Below are the records; give again exactly the line with "point(188, 56)", the line with "Target: woman's hand", and each line that lies between them, and nothing besides.

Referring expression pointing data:
● ● ● ●

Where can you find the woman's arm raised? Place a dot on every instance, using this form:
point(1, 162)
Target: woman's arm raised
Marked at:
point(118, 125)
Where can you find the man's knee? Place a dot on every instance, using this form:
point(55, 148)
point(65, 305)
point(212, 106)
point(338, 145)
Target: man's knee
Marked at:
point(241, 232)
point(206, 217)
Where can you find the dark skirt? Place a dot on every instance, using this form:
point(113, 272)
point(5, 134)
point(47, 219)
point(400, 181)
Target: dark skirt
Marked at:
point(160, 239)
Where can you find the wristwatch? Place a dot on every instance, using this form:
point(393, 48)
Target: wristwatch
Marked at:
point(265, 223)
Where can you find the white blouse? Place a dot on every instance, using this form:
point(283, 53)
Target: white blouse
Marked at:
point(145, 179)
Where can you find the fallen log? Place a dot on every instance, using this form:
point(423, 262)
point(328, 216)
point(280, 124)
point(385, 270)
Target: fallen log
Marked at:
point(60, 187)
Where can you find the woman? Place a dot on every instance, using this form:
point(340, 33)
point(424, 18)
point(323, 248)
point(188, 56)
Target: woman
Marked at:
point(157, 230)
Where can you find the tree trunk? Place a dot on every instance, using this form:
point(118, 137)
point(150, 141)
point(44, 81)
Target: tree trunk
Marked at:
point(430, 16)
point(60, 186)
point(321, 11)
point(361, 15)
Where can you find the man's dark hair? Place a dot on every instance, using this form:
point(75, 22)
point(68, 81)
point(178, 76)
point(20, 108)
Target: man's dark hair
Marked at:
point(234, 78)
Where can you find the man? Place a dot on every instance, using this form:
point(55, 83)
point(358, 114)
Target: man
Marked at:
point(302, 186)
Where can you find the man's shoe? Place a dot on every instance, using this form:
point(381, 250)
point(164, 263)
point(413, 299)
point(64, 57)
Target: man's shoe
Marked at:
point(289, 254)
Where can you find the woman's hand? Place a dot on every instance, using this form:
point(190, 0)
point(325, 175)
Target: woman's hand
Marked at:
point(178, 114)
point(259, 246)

● ● ● ●

→ **ANSWER SPACE**
point(188, 56)
Target: woman
Marked at:
point(157, 230)
Where can you find the tree trunk? Place a dot on every instance, using this form:
point(118, 137)
point(150, 141)
point(44, 81)
Target: tree trunk
Marked at:
point(430, 16)
point(60, 186)
point(321, 11)
point(361, 15)
Where can you find the man's dark hair? Place a dot on every instance, using this form:
point(75, 22)
point(68, 81)
point(178, 76)
point(20, 108)
Target: man's dark hair
Marked at:
point(234, 78)
Where can you find the man? Place a dot on every instance, using this form:
point(55, 83)
point(358, 114)
Target: man
Marked at:
point(302, 186)
Where can you find the man's shoe? Place a dot on every instance, using this form:
point(381, 250)
point(164, 263)
point(413, 299)
point(64, 57)
Target: man's shoe
Marked at:
point(289, 254)
Where can you find the woman's hand? Place a dot on every instance, using this form:
point(190, 0)
point(325, 175)
Target: woman's hand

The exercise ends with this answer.